_TEKS YANG DISEDIAKAN_
--------

Prinsip Rumah Tangga Kristen
Perkawinan dan rumah tangga adalah salah
satu topik yang sangat menarik dan penting untuk dipelajari oleh orang Kristen,
baik mereka yang sedang berencana untuk berumah tangga maupun mereka yang telah
berumah tangga. Salah satu tujuan penting mempelajari topik ini agar “...kamu semua penuh hormat terhadap
perkawinan...” (Ibrani 13:4a). Mengapa perlu menghormati perkawinan?
Karena perkawinan dan rumah tangga adalah sebuah lembaga yang didirikan oleh
Allah sendiri.
Penjelasan
Ayat 2-6: Kembali pada hakekat perkawinan
Perikop ini sebenarnya menggambarkan
bagaimana para orang Farisi ingin menjebak Yesus dengan pertanyaan- pertanyaan
supaya Yesus kedapatan oleh mereka menentang hukum Taurat Musa. Namun Yesus
yang adalah Anak Allah, mempunyai pengertian yang sempurna tentang hukum Taurat
Musa, dan bagaimana sampai Musa mengeluarkan ketentuan yang memperbolehkan
perceraian. Musa memperbolehkan perceraian, karena kekerasan hati bangsa Israel
yang pada masa dahulu memang menganggap wanita sebagai warga kelas rendah,
bahkan seperti budak, hampir seperti binatang. Maka Musa melindungi hak
martabat wanita dari perlakuan semacam ini, sebab seandainya wanita tersebut
dimadu, tentu kondisinya lebih buruk lagi. Maka ketika Musa
memperbolehkan membuat surat cerai, ini sudah merupakan ‘kemajuan’ kondisi
sosial yang memperhatikan martabat pihak wanita. Sebab pada saat suaminya
‘mengusir’nya, ia dapat memperoleh kebebasan.

--------

_TUGAS_
Jawablah pertanyaan berikut berdasarkan teks tentang rumah tangga Kristen di atas.
(a) Menurut teks, siapa yang mendirikan lembaga perkawinan dan rumah tangga?
(b) Apa yang ingin dicapai orang Farisi dengan pertanyaan-pertanyaan mereka kepada Yesus?
(c) Karena apa Musa memperbolehkan perceraian?

Butir tersimpan dari sebuah koleksi
--------

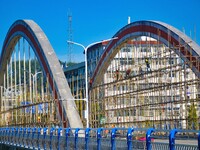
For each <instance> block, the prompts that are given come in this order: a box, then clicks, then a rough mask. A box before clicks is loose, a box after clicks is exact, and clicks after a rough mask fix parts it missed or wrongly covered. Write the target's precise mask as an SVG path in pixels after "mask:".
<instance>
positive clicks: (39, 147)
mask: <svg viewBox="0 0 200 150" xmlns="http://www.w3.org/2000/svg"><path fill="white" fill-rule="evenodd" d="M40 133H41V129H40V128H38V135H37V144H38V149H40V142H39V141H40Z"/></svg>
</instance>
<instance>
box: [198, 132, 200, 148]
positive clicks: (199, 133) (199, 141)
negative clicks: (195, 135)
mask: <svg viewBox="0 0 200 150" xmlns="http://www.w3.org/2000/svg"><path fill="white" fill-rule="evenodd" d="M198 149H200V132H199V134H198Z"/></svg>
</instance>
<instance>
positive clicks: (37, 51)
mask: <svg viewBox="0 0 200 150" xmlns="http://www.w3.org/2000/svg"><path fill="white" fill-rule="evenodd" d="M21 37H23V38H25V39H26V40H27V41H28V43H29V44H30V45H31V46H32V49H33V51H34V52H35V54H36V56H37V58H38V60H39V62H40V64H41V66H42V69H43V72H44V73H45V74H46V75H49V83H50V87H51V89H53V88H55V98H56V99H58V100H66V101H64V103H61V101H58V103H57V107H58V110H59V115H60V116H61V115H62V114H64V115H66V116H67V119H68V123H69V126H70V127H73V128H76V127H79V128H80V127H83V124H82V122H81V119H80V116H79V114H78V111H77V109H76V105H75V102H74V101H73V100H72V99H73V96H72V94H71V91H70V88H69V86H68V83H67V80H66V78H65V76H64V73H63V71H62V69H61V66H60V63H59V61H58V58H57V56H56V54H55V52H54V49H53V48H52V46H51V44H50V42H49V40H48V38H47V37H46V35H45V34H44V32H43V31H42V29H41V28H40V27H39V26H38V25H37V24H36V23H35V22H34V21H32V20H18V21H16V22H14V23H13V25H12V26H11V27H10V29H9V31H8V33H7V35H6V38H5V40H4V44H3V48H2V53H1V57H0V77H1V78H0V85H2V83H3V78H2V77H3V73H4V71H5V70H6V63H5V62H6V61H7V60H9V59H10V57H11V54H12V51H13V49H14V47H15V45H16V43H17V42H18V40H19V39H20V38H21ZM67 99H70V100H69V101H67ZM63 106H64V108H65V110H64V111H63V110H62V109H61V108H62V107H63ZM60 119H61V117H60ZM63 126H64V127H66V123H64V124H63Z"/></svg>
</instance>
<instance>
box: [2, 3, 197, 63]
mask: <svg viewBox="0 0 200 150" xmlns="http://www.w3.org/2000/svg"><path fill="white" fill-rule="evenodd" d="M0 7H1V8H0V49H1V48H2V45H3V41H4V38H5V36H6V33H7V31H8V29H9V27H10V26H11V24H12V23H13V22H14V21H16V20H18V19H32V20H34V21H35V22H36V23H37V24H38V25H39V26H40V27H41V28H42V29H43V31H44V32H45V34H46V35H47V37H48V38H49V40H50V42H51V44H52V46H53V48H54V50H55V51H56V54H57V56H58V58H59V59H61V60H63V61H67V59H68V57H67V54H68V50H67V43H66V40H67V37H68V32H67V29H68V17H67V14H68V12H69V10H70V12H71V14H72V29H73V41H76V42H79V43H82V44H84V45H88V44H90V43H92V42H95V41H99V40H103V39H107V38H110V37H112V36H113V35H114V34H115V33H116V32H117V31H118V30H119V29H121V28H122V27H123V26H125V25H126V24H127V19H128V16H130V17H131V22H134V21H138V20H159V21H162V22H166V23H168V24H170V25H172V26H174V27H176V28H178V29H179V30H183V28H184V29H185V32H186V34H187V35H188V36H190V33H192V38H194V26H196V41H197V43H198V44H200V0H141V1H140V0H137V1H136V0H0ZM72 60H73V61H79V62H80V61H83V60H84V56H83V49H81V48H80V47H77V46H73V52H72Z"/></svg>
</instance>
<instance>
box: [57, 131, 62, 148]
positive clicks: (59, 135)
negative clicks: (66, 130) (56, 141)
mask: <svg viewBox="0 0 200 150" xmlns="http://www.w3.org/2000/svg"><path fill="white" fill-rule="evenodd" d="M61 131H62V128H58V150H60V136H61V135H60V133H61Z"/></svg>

--------

_JAWABAN LATIHAN_
(a) Perkawinan dan rumah tangga didirikan oleh Allah sendiri.
(b) Orang Farisi ingin menjebak Yesus supaya Ia kedapatan menentang hukum Taurat Musa.
(c) Musa memperbolehkan perceraian karena kekerasan hati bangsa Israel. Pada masa itu mereka menganggap wanita sebagai warga kelas rendah.